Exercise directions ▸ Omitting the pictures, print every line below exactly as it stands.

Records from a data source
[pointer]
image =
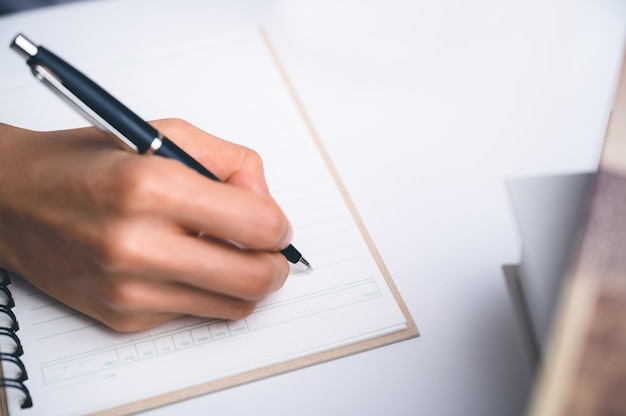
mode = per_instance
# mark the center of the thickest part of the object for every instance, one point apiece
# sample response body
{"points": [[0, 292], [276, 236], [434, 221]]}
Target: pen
{"points": [[108, 114]]}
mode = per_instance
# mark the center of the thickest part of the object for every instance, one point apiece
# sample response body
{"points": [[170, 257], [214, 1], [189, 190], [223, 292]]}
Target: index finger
{"points": [[232, 163]]}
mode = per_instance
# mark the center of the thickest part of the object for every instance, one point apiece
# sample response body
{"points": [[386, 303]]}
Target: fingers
{"points": [[163, 255], [232, 163], [165, 188], [135, 305]]}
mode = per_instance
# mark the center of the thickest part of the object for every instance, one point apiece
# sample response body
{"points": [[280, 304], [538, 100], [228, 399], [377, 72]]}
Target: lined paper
{"points": [[228, 85]]}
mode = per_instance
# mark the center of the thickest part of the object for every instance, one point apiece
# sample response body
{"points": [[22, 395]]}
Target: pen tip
{"points": [[305, 264]]}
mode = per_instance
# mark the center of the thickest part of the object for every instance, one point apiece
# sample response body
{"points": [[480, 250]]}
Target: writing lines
{"points": [[72, 368]]}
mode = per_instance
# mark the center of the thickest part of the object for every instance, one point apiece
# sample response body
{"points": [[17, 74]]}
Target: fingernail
{"points": [[288, 238]]}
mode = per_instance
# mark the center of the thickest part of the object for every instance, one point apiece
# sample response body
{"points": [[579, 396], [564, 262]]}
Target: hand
{"points": [[115, 235]]}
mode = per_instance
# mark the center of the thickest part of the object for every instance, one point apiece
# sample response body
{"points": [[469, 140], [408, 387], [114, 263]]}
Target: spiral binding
{"points": [[9, 327]]}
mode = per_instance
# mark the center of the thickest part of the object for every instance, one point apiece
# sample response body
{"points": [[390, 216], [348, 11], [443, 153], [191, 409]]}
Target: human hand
{"points": [[115, 235]]}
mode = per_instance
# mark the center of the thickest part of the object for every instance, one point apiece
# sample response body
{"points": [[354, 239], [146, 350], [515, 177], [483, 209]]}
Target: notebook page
{"points": [[230, 86]]}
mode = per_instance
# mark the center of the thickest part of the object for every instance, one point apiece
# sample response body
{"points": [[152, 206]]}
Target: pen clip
{"points": [[49, 80]]}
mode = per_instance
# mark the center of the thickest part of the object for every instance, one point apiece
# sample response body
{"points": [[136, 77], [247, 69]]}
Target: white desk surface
{"points": [[426, 108]]}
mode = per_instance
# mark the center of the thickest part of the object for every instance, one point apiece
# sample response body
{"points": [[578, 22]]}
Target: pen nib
{"points": [[304, 264]]}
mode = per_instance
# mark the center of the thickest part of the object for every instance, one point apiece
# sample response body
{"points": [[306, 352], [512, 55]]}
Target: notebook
{"points": [[231, 85]]}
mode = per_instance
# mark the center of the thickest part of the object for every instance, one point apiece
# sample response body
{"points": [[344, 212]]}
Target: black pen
{"points": [[108, 114]]}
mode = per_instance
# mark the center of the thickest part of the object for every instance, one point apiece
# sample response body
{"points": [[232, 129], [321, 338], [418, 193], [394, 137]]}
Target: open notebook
{"points": [[232, 86]]}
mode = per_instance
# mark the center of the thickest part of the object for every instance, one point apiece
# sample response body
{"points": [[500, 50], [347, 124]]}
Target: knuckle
{"points": [[117, 249], [261, 282], [124, 295], [135, 186]]}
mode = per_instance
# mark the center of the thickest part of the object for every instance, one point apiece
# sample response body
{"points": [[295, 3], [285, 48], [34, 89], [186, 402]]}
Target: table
{"points": [[426, 109]]}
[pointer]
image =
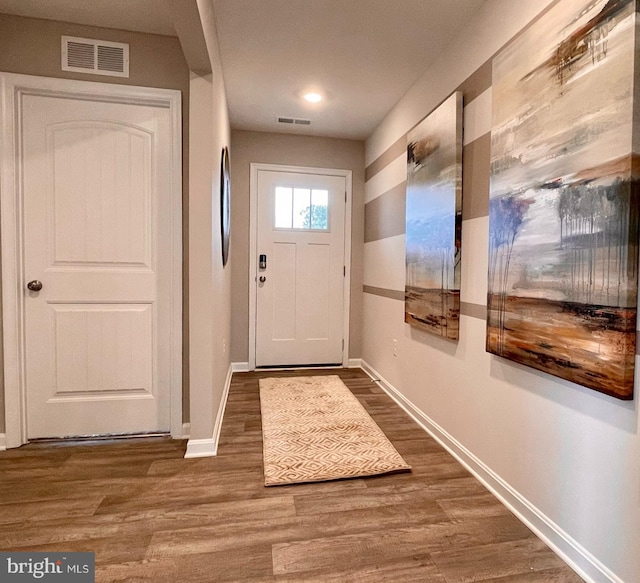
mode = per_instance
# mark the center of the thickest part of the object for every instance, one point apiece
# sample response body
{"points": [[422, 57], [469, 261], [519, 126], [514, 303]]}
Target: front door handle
{"points": [[34, 285]]}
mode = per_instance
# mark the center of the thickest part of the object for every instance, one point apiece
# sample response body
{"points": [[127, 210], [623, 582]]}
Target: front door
{"points": [[300, 268], [96, 179]]}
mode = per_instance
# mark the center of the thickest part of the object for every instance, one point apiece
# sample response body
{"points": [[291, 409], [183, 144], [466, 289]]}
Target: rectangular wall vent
{"points": [[294, 120], [98, 57]]}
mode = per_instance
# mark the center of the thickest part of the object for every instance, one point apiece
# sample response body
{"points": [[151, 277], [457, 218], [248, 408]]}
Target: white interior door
{"points": [[96, 179], [299, 301]]}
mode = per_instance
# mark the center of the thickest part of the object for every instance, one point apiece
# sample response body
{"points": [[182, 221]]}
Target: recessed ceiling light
{"points": [[313, 97]]}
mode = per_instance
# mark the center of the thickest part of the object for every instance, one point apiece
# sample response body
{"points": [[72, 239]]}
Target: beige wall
{"points": [[287, 149], [209, 282], [566, 458], [32, 47]]}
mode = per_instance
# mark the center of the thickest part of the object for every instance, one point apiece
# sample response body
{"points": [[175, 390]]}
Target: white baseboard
{"points": [[577, 557], [201, 448], [209, 447]]}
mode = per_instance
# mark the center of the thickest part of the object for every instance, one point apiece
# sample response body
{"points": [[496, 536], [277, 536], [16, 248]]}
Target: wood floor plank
{"points": [[152, 516], [380, 546], [495, 560]]}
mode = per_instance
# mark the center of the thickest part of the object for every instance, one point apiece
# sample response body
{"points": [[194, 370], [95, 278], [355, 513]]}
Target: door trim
{"points": [[253, 238], [12, 88]]}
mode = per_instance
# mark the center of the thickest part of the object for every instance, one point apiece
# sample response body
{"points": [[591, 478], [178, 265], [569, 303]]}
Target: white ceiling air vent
{"points": [[99, 57], [294, 120]]}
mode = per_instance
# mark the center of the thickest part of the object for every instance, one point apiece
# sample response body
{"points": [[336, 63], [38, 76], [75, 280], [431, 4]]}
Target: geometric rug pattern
{"points": [[314, 429]]}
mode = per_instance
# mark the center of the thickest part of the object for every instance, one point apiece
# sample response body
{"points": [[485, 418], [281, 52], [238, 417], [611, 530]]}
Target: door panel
{"points": [[96, 179], [299, 307]]}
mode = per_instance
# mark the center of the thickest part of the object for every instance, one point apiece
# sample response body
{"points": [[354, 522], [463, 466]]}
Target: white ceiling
{"points": [[363, 54]]}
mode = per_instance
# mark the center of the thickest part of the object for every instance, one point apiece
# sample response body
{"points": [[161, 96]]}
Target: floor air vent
{"points": [[294, 120], [97, 57]]}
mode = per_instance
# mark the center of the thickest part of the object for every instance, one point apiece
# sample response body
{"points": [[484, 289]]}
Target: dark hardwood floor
{"points": [[151, 515]]}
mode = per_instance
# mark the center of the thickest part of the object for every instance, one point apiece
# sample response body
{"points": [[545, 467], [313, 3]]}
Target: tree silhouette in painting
{"points": [[507, 216]]}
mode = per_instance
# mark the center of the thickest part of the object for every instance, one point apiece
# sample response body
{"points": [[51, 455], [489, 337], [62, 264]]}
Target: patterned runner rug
{"points": [[315, 429]]}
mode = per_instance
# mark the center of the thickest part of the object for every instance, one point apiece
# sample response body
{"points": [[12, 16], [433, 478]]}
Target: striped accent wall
{"points": [[385, 186]]}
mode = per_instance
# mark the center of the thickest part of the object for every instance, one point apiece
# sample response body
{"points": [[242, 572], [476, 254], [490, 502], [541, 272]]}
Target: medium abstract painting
{"points": [[563, 209], [433, 220]]}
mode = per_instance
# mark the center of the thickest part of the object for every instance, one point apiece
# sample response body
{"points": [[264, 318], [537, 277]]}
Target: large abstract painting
{"points": [[434, 219], [563, 210]]}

Result ▸
[pointer]
image =
mode = per_instance
# mark the center of the thickest part of the object for every instance, one point apiece
# sample response body
{"points": [[0, 292], [276, 236], [434, 221]]}
Target: pen
{"points": [[108, 114]]}
mode = per_instance
# mark the center of the thickest part of the object for every instance, one point apiece
# sample response body
{"points": [[170, 257], [214, 1], [189, 190], [223, 292]]}
Target: index finger
{"points": [[232, 163]]}
mode = per_instance
# mark the center of the thickest part of the object for every instance, one point apiece
# sample response body
{"points": [[386, 303]]}
Target: fingers
{"points": [[163, 255], [232, 163], [165, 188], [135, 305]]}
mode = per_instance
# mark the center of the thickest part of the object for every instance, one point apiece
# sample response body
{"points": [[280, 304], [538, 100], [228, 399], [377, 72]]}
Target: lined paper
{"points": [[228, 85]]}
mode = per_instance
# mark the center of the thickest part of the object for every instance, one point apiece
# sample response body
{"points": [[22, 395]]}
Target: pen tip
{"points": [[305, 264]]}
mode = per_instance
# mark the center of the thickest part of the object for every instance, one point apiece
# sample response body
{"points": [[480, 250]]}
Target: writing lines
{"points": [[72, 368]]}
mode = per_instance
# mark the center of the thickest part of the object for every instance, one point apiece
# sample response body
{"points": [[17, 74]]}
Target: fingernail
{"points": [[288, 238]]}
mode = per_instance
# mark the center of the thickest part of the object for every instance, one point apiece
# sample response body
{"points": [[579, 396], [564, 262]]}
Target: hand
{"points": [[115, 235]]}
mode = per_instance
# mark the center of the thickest part of the object for every instance, one point apiece
# sample response body
{"points": [[469, 140], [408, 387], [114, 263]]}
Target: spiral binding
{"points": [[9, 327]]}
mode = per_instance
# mark the center of the thickest part of the object for every instance, one point apiece
# sample response body
{"points": [[390, 216], [348, 11], [443, 153], [191, 409]]}
Target: human hand
{"points": [[115, 235]]}
mode = per_instance
# mark the center of the thickest part of the object for every instance, one point apiece
# sample response body
{"points": [[354, 239], [146, 350], [515, 177], [483, 209]]}
Target: notebook page
{"points": [[230, 86]]}
mode = per_instance
# mark the center of the thickest part of the object for every instance, one point apiece
# sample response body
{"points": [[152, 206]]}
Target: pen clip
{"points": [[49, 80]]}
mode = per_instance
# mark the center of the thickest part of the object for every instance, one point apiece
# sample response body
{"points": [[136, 77], [247, 69]]}
Target: white desk surface
{"points": [[426, 108]]}
mode = per_instance
# mark the center of the thickest part of the object for every instance, one point apiece
# sample response body
{"points": [[578, 22]]}
Target: pen nib
{"points": [[304, 264]]}
mode = per_instance
# mark the center of the thickest part of the object for every instance, one point apiece
# sample response body
{"points": [[306, 352], [512, 55]]}
Target: notebook
{"points": [[231, 85]]}
mode = per_instance
# mark the center of the thickest part of the object for every instance, one point apiece
# sample response body
{"points": [[344, 212]]}
Target: black pen
{"points": [[108, 114]]}
mode = per_instance
# mark the center of the thickest part of the object for every instance, one point apiece
# sample response body
{"points": [[232, 129], [321, 338], [418, 193], [394, 137]]}
Target: open notebook
{"points": [[232, 86]]}
mode = per_instance
# mark the center of the thickest part of the object for every instance, one point apiece
# sample response body
{"points": [[500, 50], [347, 124]]}
Target: knuckle
{"points": [[117, 249], [261, 282], [124, 295], [135, 186]]}
mode = per_instance
# mark the center of the thickest part of the object for every instance, one point apiece
# sample response body
{"points": [[295, 3], [285, 48], [34, 89], [186, 402]]}
Target: table
{"points": [[426, 109]]}
[pointer]
image =
mode = per_instance
# mark the center of the thickest part of the object for every instance, one point apiece
# sample response body
{"points": [[422, 57], [469, 261], [519, 126], [514, 303]]}
Target: front door handle
{"points": [[34, 285]]}
mode = per_instance
# mark the center of the thickest part of the object for every instance, one point apiece
# sample response body
{"points": [[127, 210], [623, 582]]}
Target: front door
{"points": [[300, 268], [96, 179]]}
mode = per_instance
# mark the center of the thickest part of the object for every instance, one point apiece
# sample response body
{"points": [[291, 409], [183, 144], [466, 289]]}
Target: rectangular wall vent
{"points": [[294, 120], [98, 57]]}
mode = per_instance
# mark the center of the thickest part of the object for every instance, one point apiece
# sample response body
{"points": [[151, 277], [457, 218], [248, 408]]}
Target: white interior door
{"points": [[96, 179], [299, 301]]}
mode = per_instance
# mark the center of the thickest part of the object for every instance, one point apiece
# sample response body
{"points": [[182, 221]]}
Target: recessed ceiling light
{"points": [[313, 97]]}
mode = per_instance
# mark the center of the thickest part of the object for every instance, one point apiece
# sample response body
{"points": [[72, 239]]}
Target: beige wall
{"points": [[287, 149], [209, 282], [566, 458], [32, 47]]}
mode = per_instance
# mark the center of the thickest part of the object for every instance, one point apiece
# sample response body
{"points": [[175, 390]]}
Target: white baseboard
{"points": [[577, 557], [201, 448], [209, 447]]}
mode = per_instance
# mark the center of the thickest part of the object for every instance, one point apiece
# sample response body
{"points": [[496, 536], [277, 536], [16, 248]]}
Target: wood floor plank
{"points": [[152, 516], [380, 546], [495, 560]]}
mode = per_instance
# mark the center of the thickest part of the object for every instance, one point apiece
# sample response body
{"points": [[194, 370], [95, 278], [355, 513]]}
Target: door trim
{"points": [[253, 238], [12, 88]]}
mode = per_instance
# mark the center of the thickest part of the object for every instance, one point apiece
# sample response body
{"points": [[591, 478], [178, 265], [569, 303]]}
Target: white ceiling air vent
{"points": [[99, 57], [294, 120]]}
mode = per_instance
# mark the center of the thickest part of the object for every instance, one point apiece
# sample response body
{"points": [[336, 63], [38, 76], [75, 280], [431, 4]]}
Target: geometric rug pattern
{"points": [[314, 429]]}
mode = per_instance
# mark the center of the thickest part of the object for every instance, one point apiece
# sample response body
{"points": [[485, 418], [281, 52], [238, 417], [611, 530]]}
Target: door panel
{"points": [[96, 179], [299, 307]]}
mode = per_instance
# mark the center of the thickest part of the object for every instance, one point apiece
# sample response body
{"points": [[354, 522], [463, 466]]}
Target: white ceiling
{"points": [[363, 54]]}
mode = per_instance
# mark the center of the thickest part of the object for every instance, one point apiece
# sample response body
{"points": [[161, 96]]}
Target: floor air vent
{"points": [[294, 120], [97, 57]]}
mode = per_instance
# mark the center of the thickest part of the object for every instance, one point apiece
# sample response body
{"points": [[484, 289]]}
Target: dark hardwood floor
{"points": [[151, 515]]}
mode = per_instance
# mark the center of the thickest part of the object for every instance, one point apiece
# sample response body
{"points": [[545, 467], [313, 3]]}
Target: tree silhouette in painting
{"points": [[507, 216]]}
mode = per_instance
# mark the center of the thickest part of the object for every instance, one point apiece
# sample response body
{"points": [[51, 455], [489, 337], [62, 264]]}
Target: patterned runner rug
{"points": [[315, 429]]}
mode = per_instance
# mark the center of the thickest part of the object for every instance, one point apiece
# sample response body
{"points": [[12, 16], [433, 478]]}
Target: striped accent wall
{"points": [[385, 186]]}
mode = per_instance
# mark the center of the thickest part of the object for every instance, one point apiece
# sample response body
{"points": [[242, 572], [476, 254], [490, 502], [541, 272]]}
Target: medium abstract painting
{"points": [[563, 209], [433, 220]]}
mode = per_instance
# mark the center of the thickest part of the object for every instance, one point apiece
# sample response body
{"points": [[264, 318], [537, 277]]}
Target: large abstract painting
{"points": [[434, 219], [563, 210]]}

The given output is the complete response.